## What you will do
1/ Answer these questions using the article on vintage radios.
(a) What price did Hilbert pay for his first antique table radio?
(b) How many table radios does Hilbert own today?
(c) In which state was the antiques store where he found the 1941 Motorola Catalin radio?
2/ Reproduce word for word the part of the article on vintage radios that opens with the words containing "January 13, 2002|Barbara" and closes with "them little thought.".

## Source passage

Vintage Radios Are Also Design Classics

January 13, 2002|Barbara DeMarco-Barrett

When he was growing up in the 1950s, the Pasadena appliance store owned by Mark Hilbert's parents was the first in town to carry the RCA transistor radio. It was Hilbert's job to unpack the radios, price them and arrange them on shelves. Beyond that, he gave them little thought.

And many years later, when Hilbert bought his first antique table radio, he didn't give that much thought, either. "I was at an antique store in Long Beach," says Hilbert, who owns and manages apartment buildings. "I saw an old radio I had to buy. I paid $18 and brought it home; it looked so good."

Today, he has 150 table radios and 50 transistor radios, dating from 1932 to 1965, most in working condition. Radios made by RCA, Emerson, Zenith, Fada, Philco, Trojan, Belmont, Motorola, Stewart Warner and GE, in shades befitting an Art Deco paradise: turquoise, coral, deep red, lemon yellow, blue, pistachio green, orange, chartreuse. At the Newport Coast home he shares with his wife, Jan, a professor of business applications at Santa Ana College, the radios are displayed in the living room, garage and a walk-in closet.

"Closets are boring places, and they brighten it up," Hilbert says.

The streamlined, ornate design of the old pieces suggest an era in which art, technology, functionalism and style dovetailed blissfully. "The automobile and the radio were the two greatest design venues from the '30s to the '50s," he says. "In those days, companies hired the greatest industrial designers in the world to design their radios. Manufacturers knew they would sell better if they were unique and attractive."

Hilbert, who also collects California watercolors, Indian textiles and antique ceramic tile, says, "I go to swap meets when I have nothing going on. It's a hunt. Sometimes you go and don't find anything. Yet, there's always the excitement of finding something in the least expected place."

His most exciting find came about 10 years ago as he meandered through an antiques store in Idaho. And then he saw it--a classic S grille Motorola Catalin plastic radio made in 1941. It was black and red, with a gold grille cloth and red knobs. Made from cast resin, the radio was rare, stunning and in mint condition. And as Hilbert came to find out, worth a lot. "I bought it for $78 and it turned out to be worth 100 times that, and is probably worth more now," he says. Antique radio prices continue to rise, making Hilbert's radios pricey. The value of Catalin radios, in particular, doubles every five years. "Of all the things I collect," says Hilbert, "radios are the one thing people relate to the most. And since I have a history in the appliance business, it's a natural connection. My two sisters and I laugh about it. 'Oh, you're just like Mom and Dad,' they say."

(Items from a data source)
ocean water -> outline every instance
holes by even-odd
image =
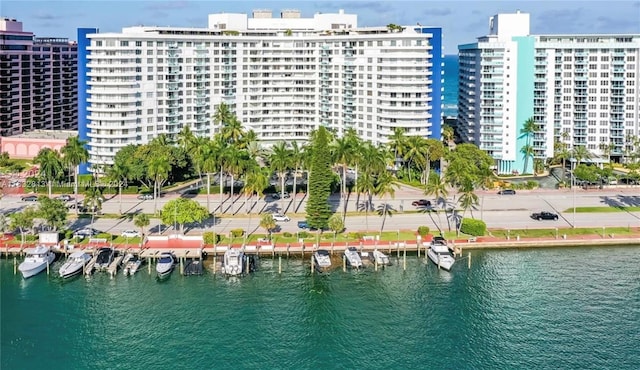
[[[443,113],[445,116],[458,114],[458,56],[444,56]]]
[[[451,272],[394,254],[325,276],[263,258],[244,278],[166,281],[23,280],[2,260],[0,367],[638,369],[639,251],[473,251]]]

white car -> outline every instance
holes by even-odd
[[[291,221],[291,219],[289,218],[289,216],[286,215],[281,215],[279,213],[274,213],[273,215],[273,219],[276,221],[284,221],[284,222],[289,222]]]
[[[140,236],[140,232],[135,230],[125,230],[120,235],[125,238],[137,238]]]

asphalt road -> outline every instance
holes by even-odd
[[[158,208],[160,209],[164,203],[170,199],[174,199],[180,195],[170,195],[158,199]],[[495,192],[479,192],[480,205],[473,210],[473,216],[482,219],[487,223],[489,228],[554,228],[554,227],[612,227],[612,226],[631,226],[640,227],[640,212],[609,212],[609,213],[574,213],[568,211],[576,207],[597,207],[605,205],[620,206],[640,206],[640,188],[616,188],[603,190],[535,190],[535,191],[518,191],[516,195],[497,195]],[[457,195],[449,196],[449,202],[455,202]],[[443,229],[448,229],[449,224],[453,227],[454,223],[447,219],[447,215],[440,212],[415,212],[416,207],[411,206],[411,202],[416,199],[426,198],[434,201],[430,197],[421,195],[419,190],[411,188],[402,188],[396,192],[394,199],[374,199],[374,208],[378,205],[388,202],[396,210],[391,216],[385,220],[384,230],[415,230],[418,226],[429,226],[432,230],[437,229],[437,225]],[[197,199],[201,204],[206,206],[206,196],[198,196]],[[362,200],[362,199],[361,199]],[[335,209],[342,209],[343,202],[339,196],[332,198],[332,204]],[[435,203],[435,202],[434,202]],[[25,203],[18,196],[5,196],[0,200],[0,210],[11,213],[18,211],[26,205],[33,203]],[[246,216],[246,204],[243,197],[237,199],[232,205],[227,199],[225,202],[225,210],[235,212],[235,215],[228,213],[227,215],[215,218],[215,226],[213,220],[205,222],[203,227],[196,227],[188,230],[188,233],[200,233],[203,229],[211,230],[217,233],[227,233],[231,229],[243,228],[251,232],[263,233],[259,228],[259,217],[255,215],[255,210],[260,209],[262,212],[280,211],[281,207],[287,210],[287,214],[291,217],[290,222],[280,222],[281,231],[296,232],[298,231],[297,222],[304,219],[305,199],[300,196],[296,199],[296,208],[299,213],[291,212],[293,209],[293,200],[285,199],[283,201],[264,201],[259,200],[257,204],[250,202],[253,207],[253,216]],[[214,210],[218,207],[217,195],[210,198],[210,209]],[[231,208],[233,207],[233,208]],[[140,201],[134,196],[124,196],[122,201],[122,209],[125,212],[145,212],[152,213],[154,201]],[[350,197],[347,203],[347,209],[355,212],[358,205],[355,197]],[[414,211],[411,213],[400,212]],[[436,207],[441,210],[441,207]],[[117,213],[119,210],[118,197],[108,199],[103,205],[104,213]],[[536,221],[529,216],[532,212],[551,211],[560,215],[557,221]],[[375,211],[370,212],[368,216],[364,216],[364,212],[358,216],[348,216],[346,219],[346,228],[350,231],[369,230],[374,232],[380,230],[383,218],[378,216]],[[464,215],[469,217],[470,213]],[[71,221],[72,228],[79,228],[88,225],[90,219],[79,219]],[[172,226],[158,227],[158,220],[152,220],[149,231],[152,233],[167,232],[172,230]],[[124,219],[98,218],[94,223],[95,228],[111,233],[120,233],[126,229],[136,229],[133,222]]]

## The replies
1/
(a) $18
(b) 150
(c) Idaho

2/
January 13, 2002|Barbara DeMarco-Barrett

When he was growing up in the 1950s, the Pasadena appliance store owned by Mark Hilbert's parents was the first in town to carry the RCA transistor radio. It was Hilbert's job to unpack the radios, price them and arrange them on shelves. Beyond that, he gave them little thought.